------ Selected passage

The Christopher C. Layman Law Office is a historic commercial building in the village of Woodville in the northern part of the U.S. state of Ohio. Built in the late nineteenth century, it has been used for multiple purposes, and it has been designated a historic site.

A native of the Canton of Bern in Switzerland, Christopher Layman settled in Ohio in 1847 at the age of two. Throughout the Civil War, he fought in the Army of the Tennessee; after discharge in 1865, he enrolled at the University of Michigan Law School. Following his graduation, he practiced law in Michigan for a time before beginning practice in Columbus, Ohio in 1882. Before long, he moved to Woodville, where he opened the village's first law firm in 1884. After six years of practicing, he arranged for the erection of the current structure.

Built in 1890 in the Italianate style of architecture, Layman's law office is a brick building with a foundation of limestone plus various sandstone elements. Rather than the grand construction found in many Italianate buildings, the Layman Law Office is a modest commercial structure. Here Layman fulfilled many responsibilities: besides serving as the village's first lawyer, he held office as a justice of the peace and became an agent for multiple insurance companies.

------------
------ Material supplied

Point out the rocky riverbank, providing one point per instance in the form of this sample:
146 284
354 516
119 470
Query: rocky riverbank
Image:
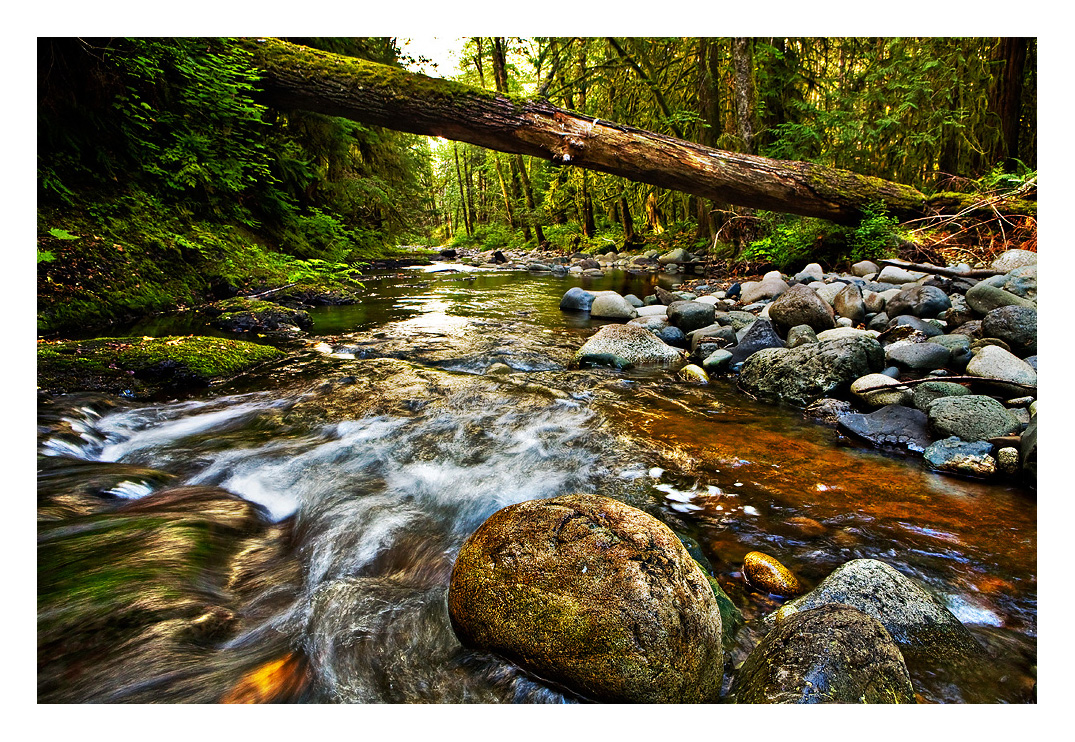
941 367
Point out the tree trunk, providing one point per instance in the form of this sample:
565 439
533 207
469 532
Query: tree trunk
295 76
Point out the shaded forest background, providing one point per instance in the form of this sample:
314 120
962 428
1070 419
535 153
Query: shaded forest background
162 181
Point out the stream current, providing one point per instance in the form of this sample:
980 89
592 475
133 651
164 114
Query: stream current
366 460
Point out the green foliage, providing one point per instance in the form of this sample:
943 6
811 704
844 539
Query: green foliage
876 237
787 240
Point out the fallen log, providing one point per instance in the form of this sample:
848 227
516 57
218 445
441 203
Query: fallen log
950 272
296 76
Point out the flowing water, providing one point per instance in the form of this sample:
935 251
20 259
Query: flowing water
303 522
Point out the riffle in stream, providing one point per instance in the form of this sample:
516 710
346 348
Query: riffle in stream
304 521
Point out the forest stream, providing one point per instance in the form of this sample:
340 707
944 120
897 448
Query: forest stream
363 461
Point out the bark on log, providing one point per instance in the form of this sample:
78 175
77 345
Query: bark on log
299 77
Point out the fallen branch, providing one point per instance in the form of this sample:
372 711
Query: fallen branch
952 272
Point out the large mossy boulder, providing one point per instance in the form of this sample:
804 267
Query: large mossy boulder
803 374
137 367
832 654
592 595
915 618
241 314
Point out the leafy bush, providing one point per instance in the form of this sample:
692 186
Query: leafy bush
877 236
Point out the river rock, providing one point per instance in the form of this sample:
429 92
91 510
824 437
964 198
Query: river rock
930 329
1014 258
984 298
878 390
800 305
959 457
1017 326
768 574
914 617
611 305
759 336
891 426
635 344
864 268
892 274
576 300
812 271
832 654
591 594
717 361
972 417
802 374
849 303
1022 282
801 334
713 333
677 255
928 393
920 301
690 315
769 287
917 356
995 362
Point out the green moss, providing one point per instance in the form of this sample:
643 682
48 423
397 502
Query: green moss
132 365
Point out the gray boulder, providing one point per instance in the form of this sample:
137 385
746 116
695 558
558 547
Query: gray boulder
611 305
984 298
690 315
959 457
759 336
920 301
802 374
972 417
576 300
992 361
1017 326
832 654
917 356
632 343
849 303
1012 259
892 426
928 393
914 617
801 305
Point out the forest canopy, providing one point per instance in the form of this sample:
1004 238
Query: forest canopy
162 175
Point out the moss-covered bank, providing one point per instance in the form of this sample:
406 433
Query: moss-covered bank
137 367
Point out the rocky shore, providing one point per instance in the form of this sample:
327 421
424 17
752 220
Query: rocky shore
940 366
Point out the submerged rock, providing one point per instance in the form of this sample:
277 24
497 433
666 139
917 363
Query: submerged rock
591 594
768 574
915 618
832 654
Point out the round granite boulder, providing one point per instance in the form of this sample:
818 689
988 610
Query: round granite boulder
801 305
972 417
593 595
920 301
632 343
1017 326
832 654
803 374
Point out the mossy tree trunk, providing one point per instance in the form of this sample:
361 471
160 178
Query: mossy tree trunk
298 77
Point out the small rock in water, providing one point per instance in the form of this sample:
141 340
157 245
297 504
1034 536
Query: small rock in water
767 573
833 654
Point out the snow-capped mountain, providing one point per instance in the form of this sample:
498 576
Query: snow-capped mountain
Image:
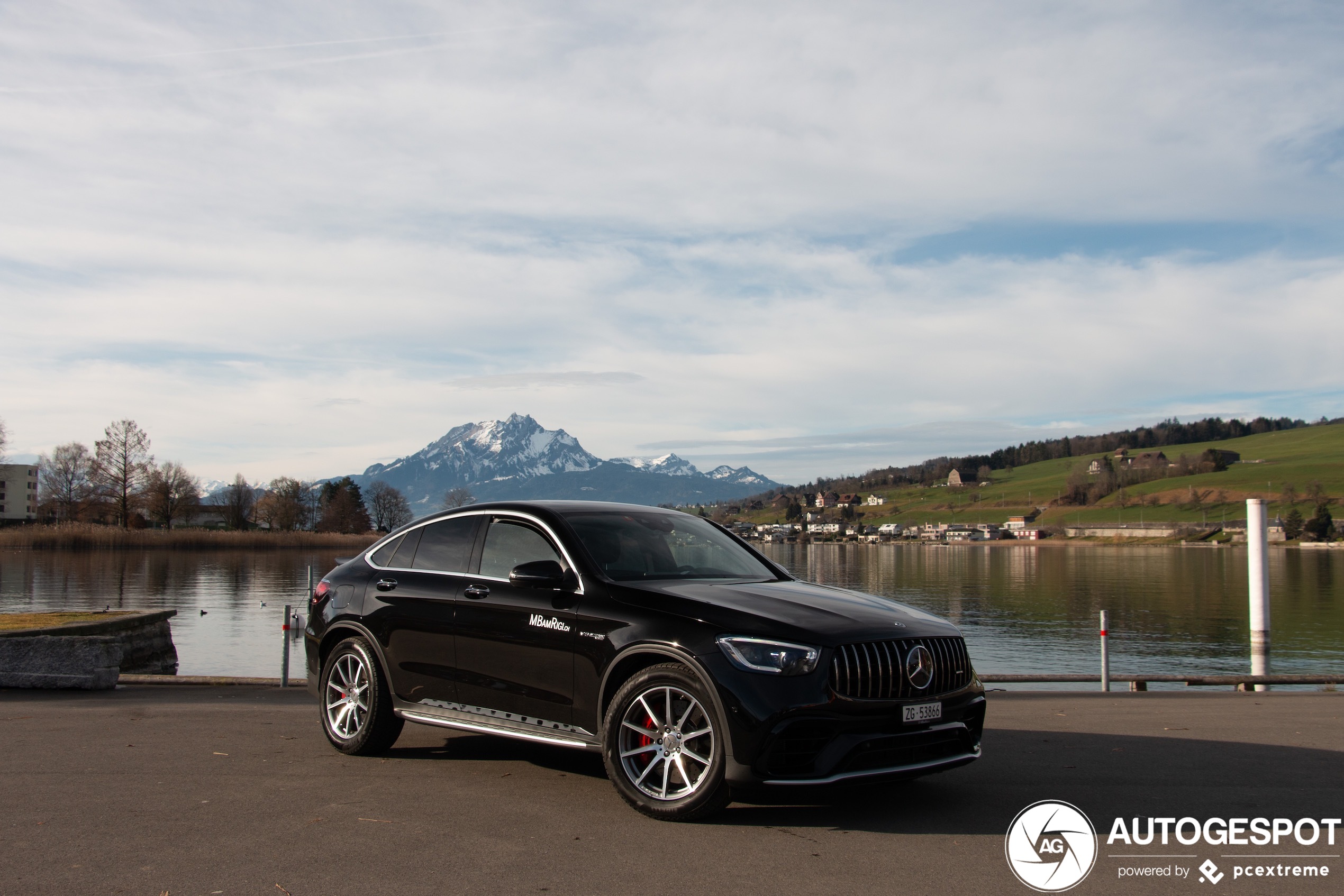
518 448
668 465
519 459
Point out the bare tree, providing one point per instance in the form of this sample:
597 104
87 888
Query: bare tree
387 506
343 508
66 481
283 507
172 493
121 467
457 497
237 501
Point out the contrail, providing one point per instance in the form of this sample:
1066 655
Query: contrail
275 66
330 43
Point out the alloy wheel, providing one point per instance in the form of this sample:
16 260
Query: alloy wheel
347 696
667 743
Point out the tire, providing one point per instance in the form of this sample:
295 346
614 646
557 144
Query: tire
682 782
358 719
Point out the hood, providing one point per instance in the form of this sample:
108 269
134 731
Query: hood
793 610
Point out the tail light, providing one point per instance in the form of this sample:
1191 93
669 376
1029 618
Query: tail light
320 593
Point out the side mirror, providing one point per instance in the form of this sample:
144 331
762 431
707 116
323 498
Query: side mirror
538 574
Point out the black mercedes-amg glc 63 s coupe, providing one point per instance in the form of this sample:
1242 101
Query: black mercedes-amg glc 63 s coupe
688 660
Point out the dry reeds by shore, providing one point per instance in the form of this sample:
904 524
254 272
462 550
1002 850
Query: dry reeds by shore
88 536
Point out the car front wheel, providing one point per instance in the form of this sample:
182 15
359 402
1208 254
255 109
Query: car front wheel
663 746
357 705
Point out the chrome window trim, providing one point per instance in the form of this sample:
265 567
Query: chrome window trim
521 515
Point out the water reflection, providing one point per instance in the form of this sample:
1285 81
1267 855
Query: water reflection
1022 608
1034 608
235 636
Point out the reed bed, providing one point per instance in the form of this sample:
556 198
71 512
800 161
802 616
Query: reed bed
88 536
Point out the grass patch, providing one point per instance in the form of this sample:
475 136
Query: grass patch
88 536
11 621
1304 456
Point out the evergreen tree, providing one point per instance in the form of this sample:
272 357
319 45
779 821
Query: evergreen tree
1322 526
1293 524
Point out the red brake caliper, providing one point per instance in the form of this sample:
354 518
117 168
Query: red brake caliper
644 739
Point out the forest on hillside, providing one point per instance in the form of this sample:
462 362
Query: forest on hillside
1168 433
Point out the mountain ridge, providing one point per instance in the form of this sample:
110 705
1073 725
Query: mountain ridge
519 459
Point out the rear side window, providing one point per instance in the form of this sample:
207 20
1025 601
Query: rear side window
447 546
510 544
385 554
402 559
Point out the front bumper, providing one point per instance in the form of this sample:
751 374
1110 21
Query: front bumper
797 731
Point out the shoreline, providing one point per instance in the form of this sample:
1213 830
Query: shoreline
86 536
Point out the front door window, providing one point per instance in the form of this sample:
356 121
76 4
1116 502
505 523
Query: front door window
515 645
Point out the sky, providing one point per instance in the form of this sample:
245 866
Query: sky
302 238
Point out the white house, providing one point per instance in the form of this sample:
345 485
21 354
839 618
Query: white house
18 491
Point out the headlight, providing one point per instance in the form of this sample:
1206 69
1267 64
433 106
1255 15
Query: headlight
772 657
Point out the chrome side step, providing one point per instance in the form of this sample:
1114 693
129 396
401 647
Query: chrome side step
480 727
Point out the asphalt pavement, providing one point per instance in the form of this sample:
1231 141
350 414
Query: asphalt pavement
197 792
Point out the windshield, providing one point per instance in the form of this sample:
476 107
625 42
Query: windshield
665 546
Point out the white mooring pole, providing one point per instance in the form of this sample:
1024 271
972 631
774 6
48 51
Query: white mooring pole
284 661
1257 559
1105 656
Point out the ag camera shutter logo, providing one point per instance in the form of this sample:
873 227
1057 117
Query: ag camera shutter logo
1051 847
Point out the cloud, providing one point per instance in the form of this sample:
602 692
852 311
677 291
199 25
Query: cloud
543 379
827 238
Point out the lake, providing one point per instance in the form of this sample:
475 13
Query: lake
1022 608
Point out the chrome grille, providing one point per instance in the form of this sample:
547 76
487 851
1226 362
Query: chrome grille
877 670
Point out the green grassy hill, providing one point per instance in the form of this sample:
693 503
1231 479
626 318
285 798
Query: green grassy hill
1269 461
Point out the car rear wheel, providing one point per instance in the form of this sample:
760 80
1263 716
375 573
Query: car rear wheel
357 706
663 745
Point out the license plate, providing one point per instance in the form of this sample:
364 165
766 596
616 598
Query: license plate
921 712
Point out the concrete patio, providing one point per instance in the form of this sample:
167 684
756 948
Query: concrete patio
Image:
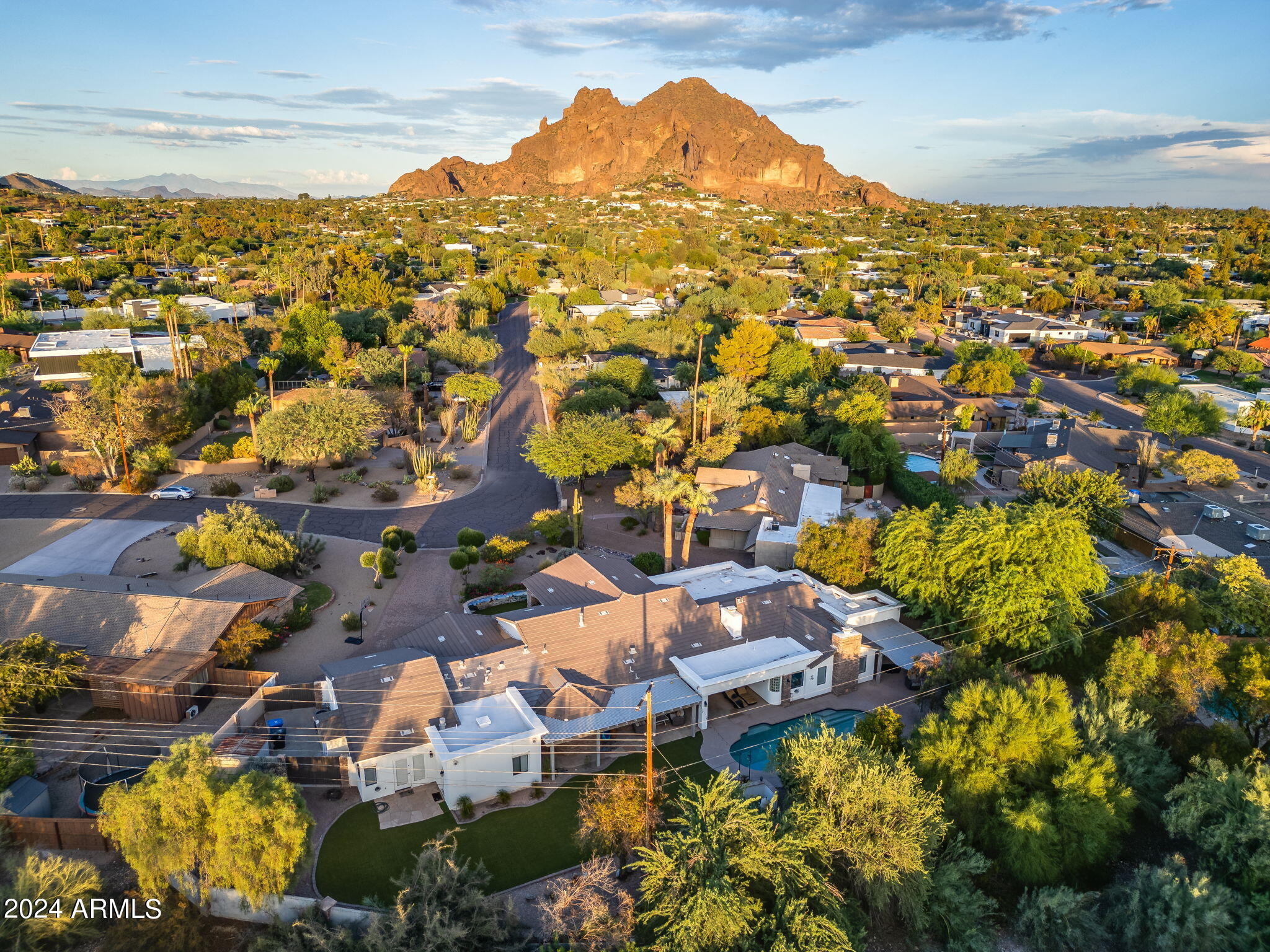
407 806
727 726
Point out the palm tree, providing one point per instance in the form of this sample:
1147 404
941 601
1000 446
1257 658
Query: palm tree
698 499
700 329
251 408
667 489
1256 418
270 366
662 437
404 350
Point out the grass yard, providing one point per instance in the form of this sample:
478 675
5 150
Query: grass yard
358 860
316 594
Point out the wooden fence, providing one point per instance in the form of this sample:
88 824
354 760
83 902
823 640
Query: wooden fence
56 833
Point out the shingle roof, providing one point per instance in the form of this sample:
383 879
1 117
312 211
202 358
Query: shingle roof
381 696
117 624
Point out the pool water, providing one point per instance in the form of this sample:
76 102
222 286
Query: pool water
756 747
916 462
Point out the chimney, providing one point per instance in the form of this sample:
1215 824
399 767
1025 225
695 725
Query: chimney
732 620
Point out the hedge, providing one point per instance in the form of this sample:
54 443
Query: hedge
913 490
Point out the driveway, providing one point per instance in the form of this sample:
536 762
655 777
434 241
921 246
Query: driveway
92 549
511 491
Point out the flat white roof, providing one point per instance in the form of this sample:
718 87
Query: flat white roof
745 658
484 723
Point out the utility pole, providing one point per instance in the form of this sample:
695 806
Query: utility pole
123 452
1169 568
648 746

------------

# Brief 1
Please list every year given in the passage on the Christopher C. Layman Law Office.
# Brief 2
Extend the passage on the Christopher C. Layman Law Office, picking up after its final sentence.

# Exercise response 1
1847, 1865, 1882, 1884, 1890

# Exercise response 2
Upon Layman's death, his will specified that the property be devised to the local public school district. From 1924 to 1964 the building served as the office of Dr. Chester Egger, Woodville's general practitioner and surgeon. Since that time, it has reverted to its original use; the office is used by John S. Spore and Associates, a law firm. In 1986, the property was listed on the National Register of Historic Places, qualifying both because of its architectural significance and because of its connection to Layman, who was considered a leading local citizen.